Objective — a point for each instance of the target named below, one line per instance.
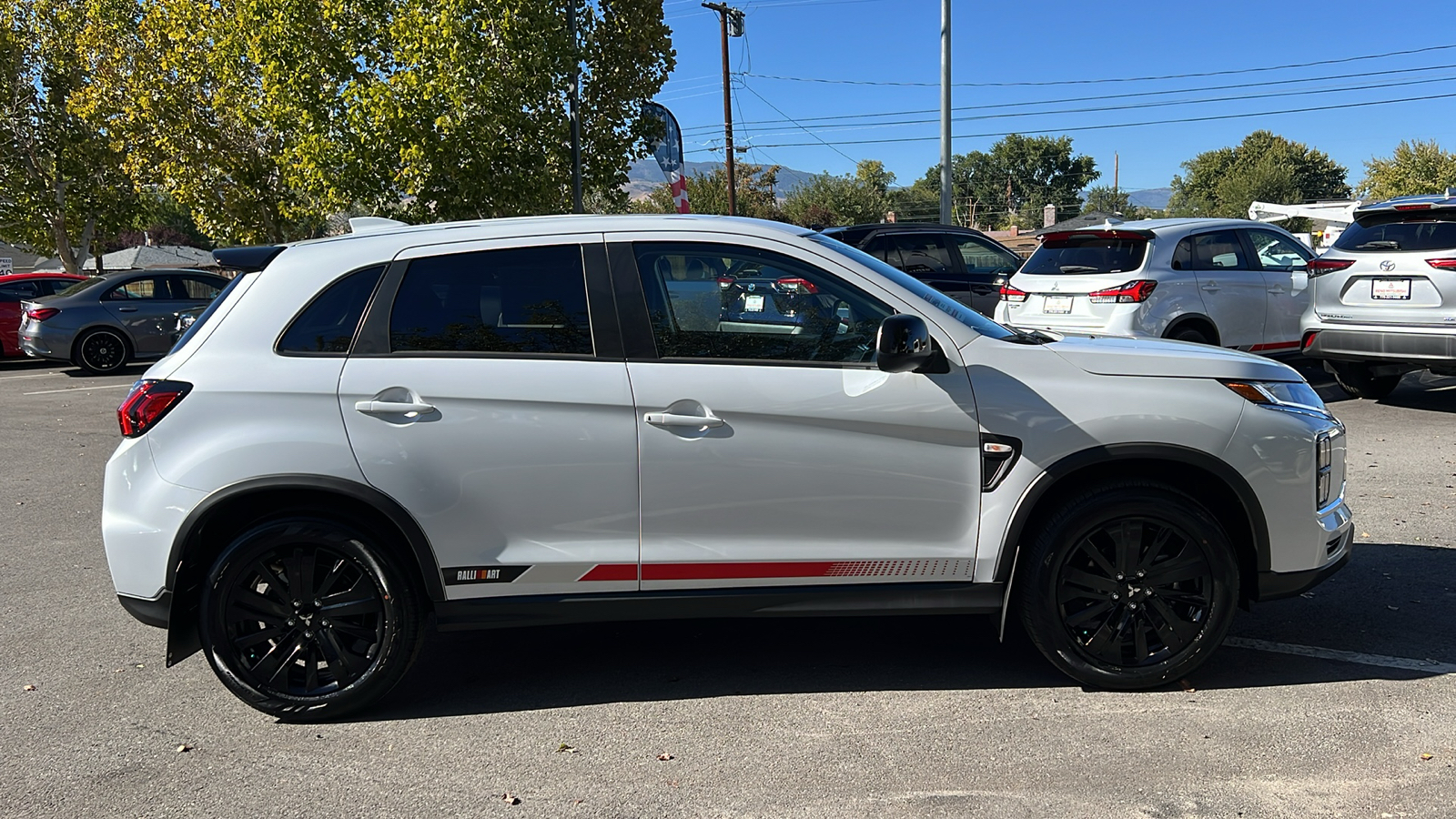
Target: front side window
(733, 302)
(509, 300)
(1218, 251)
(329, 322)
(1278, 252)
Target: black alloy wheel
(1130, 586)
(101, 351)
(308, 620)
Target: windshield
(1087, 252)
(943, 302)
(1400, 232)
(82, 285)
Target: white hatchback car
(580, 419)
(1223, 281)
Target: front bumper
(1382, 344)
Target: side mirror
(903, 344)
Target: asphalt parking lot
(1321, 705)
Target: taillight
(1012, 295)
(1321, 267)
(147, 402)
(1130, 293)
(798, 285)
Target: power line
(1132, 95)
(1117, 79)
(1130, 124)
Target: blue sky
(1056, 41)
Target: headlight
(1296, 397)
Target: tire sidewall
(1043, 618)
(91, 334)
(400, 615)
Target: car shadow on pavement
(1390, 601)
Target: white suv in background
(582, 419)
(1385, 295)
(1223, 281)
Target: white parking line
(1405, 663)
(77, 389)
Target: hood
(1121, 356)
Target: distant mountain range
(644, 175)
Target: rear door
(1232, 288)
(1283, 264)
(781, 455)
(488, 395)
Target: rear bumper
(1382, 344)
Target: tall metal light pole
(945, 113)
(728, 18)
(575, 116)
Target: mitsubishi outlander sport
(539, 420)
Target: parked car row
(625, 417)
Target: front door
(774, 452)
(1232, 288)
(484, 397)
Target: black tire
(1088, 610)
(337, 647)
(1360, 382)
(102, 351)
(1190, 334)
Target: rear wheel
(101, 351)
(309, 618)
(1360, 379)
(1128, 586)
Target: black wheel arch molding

- - - -

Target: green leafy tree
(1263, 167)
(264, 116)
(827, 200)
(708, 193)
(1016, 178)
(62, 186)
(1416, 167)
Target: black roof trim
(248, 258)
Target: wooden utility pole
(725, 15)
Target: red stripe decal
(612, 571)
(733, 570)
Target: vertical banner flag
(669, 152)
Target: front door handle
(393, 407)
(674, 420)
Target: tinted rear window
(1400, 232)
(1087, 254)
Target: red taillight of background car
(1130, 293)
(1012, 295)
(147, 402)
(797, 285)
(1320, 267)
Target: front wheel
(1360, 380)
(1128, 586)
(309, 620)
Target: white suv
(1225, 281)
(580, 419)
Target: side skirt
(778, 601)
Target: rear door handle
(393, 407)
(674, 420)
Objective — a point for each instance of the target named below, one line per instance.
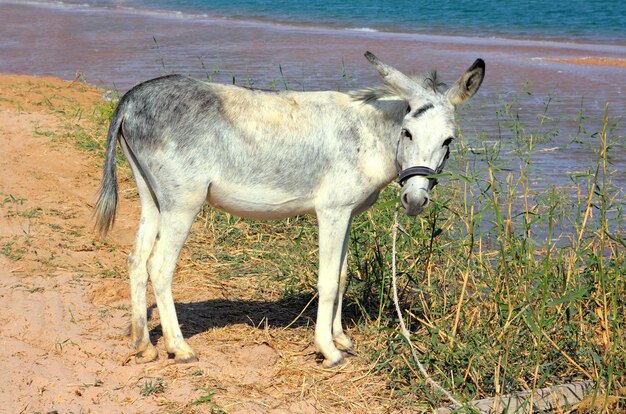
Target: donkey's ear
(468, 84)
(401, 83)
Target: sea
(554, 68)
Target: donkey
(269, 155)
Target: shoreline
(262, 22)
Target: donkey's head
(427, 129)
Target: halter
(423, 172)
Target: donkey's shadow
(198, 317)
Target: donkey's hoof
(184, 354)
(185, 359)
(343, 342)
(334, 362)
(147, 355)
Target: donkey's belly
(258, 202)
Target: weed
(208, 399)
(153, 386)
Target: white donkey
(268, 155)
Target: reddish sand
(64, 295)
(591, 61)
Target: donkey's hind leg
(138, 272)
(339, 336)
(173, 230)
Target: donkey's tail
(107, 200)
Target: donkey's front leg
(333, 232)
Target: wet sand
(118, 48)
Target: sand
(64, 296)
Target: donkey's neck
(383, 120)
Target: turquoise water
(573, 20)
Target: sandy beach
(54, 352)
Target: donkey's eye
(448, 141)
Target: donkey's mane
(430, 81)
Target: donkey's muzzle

- - - -

THE EXERCISE:
Can you pull out the stretch of items above from the line containing "Target: power line" through the line containing "Target: black wheel arch molding", both ends included, and reproduce each line unchanged?

THE RESPONSE:
Target: power line
(1132, 95)
(1117, 79)
(1130, 124)
Target: blue sky
(1056, 41)
Target: headlight
(1296, 397)
Target: tire sidewall
(1043, 618)
(91, 334)
(400, 615)
Target: car shadow on pavement
(1390, 601)
Target: white suv in background
(582, 419)
(1385, 295)
(1223, 281)
Target: white parking line
(1405, 663)
(77, 389)
Target: hood
(1121, 356)
Target: distant mountain range
(644, 175)
Target: rear door
(1232, 288)
(1283, 264)
(781, 455)
(488, 395)
Target: rear bumper
(1382, 344)
Target: tall metal light pole
(945, 113)
(728, 18)
(575, 116)
Target: mitsubishi outlander sport
(539, 420)
Target: parked car row
(625, 417)
Target: front door
(774, 452)
(1232, 288)
(484, 397)
Target: black tire
(1088, 610)
(337, 647)
(1360, 382)
(102, 351)
(1190, 334)
Target: rear wheel
(101, 351)
(309, 618)
(1360, 379)
(1128, 586)
Target: black wheel arch molding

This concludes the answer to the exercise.